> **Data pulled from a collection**
**********
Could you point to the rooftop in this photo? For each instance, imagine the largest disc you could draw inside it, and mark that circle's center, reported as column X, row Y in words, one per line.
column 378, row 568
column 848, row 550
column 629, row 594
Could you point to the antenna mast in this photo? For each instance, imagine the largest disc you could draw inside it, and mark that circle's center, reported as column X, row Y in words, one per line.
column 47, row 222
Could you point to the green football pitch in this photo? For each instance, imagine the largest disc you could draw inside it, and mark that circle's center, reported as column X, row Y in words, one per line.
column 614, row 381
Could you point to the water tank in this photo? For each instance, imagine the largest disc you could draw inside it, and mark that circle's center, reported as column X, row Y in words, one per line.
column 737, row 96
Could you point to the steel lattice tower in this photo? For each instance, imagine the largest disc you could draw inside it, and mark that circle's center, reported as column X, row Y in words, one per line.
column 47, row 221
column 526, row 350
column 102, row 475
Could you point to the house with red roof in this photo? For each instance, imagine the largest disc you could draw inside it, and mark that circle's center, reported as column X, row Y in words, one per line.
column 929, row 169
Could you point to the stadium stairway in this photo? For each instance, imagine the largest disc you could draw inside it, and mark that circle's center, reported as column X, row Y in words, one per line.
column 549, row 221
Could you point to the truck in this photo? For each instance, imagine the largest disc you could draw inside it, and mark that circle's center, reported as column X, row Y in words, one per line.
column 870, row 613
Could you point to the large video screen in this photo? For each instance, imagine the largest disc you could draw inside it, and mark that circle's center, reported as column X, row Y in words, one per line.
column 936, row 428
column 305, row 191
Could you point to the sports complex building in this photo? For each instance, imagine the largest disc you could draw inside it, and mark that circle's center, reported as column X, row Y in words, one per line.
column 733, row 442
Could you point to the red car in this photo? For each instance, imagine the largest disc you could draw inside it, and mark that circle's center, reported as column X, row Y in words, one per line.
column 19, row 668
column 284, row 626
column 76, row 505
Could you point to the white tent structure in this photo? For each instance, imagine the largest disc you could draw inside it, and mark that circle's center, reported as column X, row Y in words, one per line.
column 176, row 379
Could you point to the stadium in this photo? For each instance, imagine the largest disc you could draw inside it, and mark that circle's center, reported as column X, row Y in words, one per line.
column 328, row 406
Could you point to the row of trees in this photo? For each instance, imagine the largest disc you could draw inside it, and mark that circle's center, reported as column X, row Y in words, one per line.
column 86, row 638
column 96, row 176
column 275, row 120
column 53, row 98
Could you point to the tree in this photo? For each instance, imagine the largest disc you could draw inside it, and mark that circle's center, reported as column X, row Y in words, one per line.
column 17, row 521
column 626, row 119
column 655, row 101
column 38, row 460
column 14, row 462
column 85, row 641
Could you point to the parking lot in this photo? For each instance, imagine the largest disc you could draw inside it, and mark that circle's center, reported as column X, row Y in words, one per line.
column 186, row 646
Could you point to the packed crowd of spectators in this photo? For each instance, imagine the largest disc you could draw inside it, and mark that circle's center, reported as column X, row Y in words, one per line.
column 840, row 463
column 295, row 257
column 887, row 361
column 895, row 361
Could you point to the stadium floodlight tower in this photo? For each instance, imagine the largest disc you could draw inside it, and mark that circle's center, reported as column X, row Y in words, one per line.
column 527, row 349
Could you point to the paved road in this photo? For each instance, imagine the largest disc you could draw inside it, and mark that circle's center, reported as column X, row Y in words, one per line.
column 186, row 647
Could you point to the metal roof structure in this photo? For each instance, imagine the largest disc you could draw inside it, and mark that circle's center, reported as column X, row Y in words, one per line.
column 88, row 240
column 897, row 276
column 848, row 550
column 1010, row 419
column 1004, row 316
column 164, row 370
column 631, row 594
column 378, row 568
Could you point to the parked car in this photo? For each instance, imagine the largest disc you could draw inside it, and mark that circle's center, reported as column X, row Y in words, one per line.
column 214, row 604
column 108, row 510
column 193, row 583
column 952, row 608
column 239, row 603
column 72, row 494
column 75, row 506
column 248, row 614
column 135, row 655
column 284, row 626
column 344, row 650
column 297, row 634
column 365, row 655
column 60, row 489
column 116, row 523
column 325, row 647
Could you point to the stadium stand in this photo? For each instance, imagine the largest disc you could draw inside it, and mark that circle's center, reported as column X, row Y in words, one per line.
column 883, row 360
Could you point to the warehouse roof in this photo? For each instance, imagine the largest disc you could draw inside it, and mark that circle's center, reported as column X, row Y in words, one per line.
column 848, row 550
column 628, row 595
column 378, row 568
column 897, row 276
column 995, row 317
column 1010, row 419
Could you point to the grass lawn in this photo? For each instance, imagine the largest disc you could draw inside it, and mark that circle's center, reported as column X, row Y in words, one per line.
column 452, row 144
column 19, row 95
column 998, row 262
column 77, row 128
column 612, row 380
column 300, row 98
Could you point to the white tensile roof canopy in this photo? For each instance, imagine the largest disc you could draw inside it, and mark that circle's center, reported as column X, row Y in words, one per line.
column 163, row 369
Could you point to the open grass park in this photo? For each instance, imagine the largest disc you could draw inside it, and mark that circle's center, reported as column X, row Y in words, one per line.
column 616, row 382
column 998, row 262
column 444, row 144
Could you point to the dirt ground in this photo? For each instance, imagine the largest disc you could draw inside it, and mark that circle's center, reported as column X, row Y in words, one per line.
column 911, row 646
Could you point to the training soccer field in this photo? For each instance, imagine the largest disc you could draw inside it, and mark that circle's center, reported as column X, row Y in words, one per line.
**********
> **EXERCISE GOAL**
Retype everything from the start of the records above down to the line containing "column 629, row 594", keeping both ends.

> **SOLUTION FOR THIS EXERCISE**
Could you point to the rooftop in this photo? For each instance, imagine the largest disc you could draw inside it, and mark that circle's center, reported as column X, row Y in words, one per line.
column 378, row 568
column 848, row 550
column 629, row 594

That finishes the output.